**** QUOTED PASSAGE ****
S.K. Mohapatra, Member.
1. M/s Carnoustie Management India Private Limited, claiming as the financial creditor, has filed the instant application under section 7 of the Insolvency and Bankruptcy Code, 2016 (for brevity 'the Code') read with rule 4 of the Insolvency and Bankruptcy (Application to Adjudicating Authority) Rules, 2016 (for brevity 'the Rules') with a prayer to trigger Corporate Insolvency Resolution Process in respect of respondent Company M/s CBS International Projects Private Limited, referred to as the corporate debtor.
2. The Respondent Company CBS International Projects Private Limited (CIN No. U45400 DL2007 PTC 307791) against whom initiation of Corporate Insolvency Resolution Process has been prayed for, was incorporated on 29.03.2007 and presently has its registered office at S-2, Manish Chamber, LSC Plot no. 6, Mayur Vihar, New Delhi-110001. Since the registered office of the respondent corporate debtor is in New Delhi, this Tribunal having territorial jurisdiction over the NCT of Delhi is the Adjudicating Authority in relation to the prayer for initiation of Corporate Insolvency Resolution Process in respect of respondent corporate debtor under subsection (1) of Section 60 of the Code.
**** TASK DATA ****
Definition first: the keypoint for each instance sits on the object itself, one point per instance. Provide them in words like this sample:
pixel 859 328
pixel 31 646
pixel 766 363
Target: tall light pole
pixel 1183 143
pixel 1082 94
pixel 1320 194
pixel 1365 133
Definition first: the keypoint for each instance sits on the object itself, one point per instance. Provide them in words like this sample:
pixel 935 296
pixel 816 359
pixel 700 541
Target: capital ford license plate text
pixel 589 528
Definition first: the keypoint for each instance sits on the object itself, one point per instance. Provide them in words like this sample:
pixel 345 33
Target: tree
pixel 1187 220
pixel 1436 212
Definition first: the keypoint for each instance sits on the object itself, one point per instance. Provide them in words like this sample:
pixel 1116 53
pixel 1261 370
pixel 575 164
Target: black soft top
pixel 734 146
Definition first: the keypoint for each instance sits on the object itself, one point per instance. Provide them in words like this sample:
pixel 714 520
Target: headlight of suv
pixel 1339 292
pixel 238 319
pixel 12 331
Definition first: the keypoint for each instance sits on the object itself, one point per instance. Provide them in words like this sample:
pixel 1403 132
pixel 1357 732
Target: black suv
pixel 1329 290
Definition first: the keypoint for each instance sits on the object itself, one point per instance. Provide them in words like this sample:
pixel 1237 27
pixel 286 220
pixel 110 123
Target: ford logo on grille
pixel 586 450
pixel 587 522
****
§ **OBJECTIVES**:
- 1) Rewrite the paragraph of the insolvency order beginning "2. The Respondent Company" as a concise list that keeps its main facts.
- 2) Reproduce the part of the rows that opens with the first row and closes with the line containing "pixel 1365 133", substituting "item" for every occurrence of "instance" and leaving all else unchanged.

§ **THE RESULTS**:
- 1)
- Respondent: CBS International Projects Private Limited (CIN No. U45400 DL2007 PTC 307791), the company against which initiation of Corporate Insolvency Resolution Process is sought.
- Incorporated: 29.03.2007.
- Registered office: S-2, Manish Chamber, LSC Plot no. 6, Mayur Vihar, New Delhi-110001.
- Jurisdiction: because the registered office is in New Delhi, this Tribunal, which has territorial jurisdiction over the NCT of Delhi, is the Adjudicating Authority for the prayer under subsection (1) of Section 60 of the Code.

- 2)
Definition first: the keypoint for each item sits on the object itself, one point per item. Provide them in words like this sample:
pixel 859 328
pixel 31 646
pixel 766 363
Target: tall light pole
pixel 1183 143
pixel 1082 94
pixel 1320 194
pixel 1365 133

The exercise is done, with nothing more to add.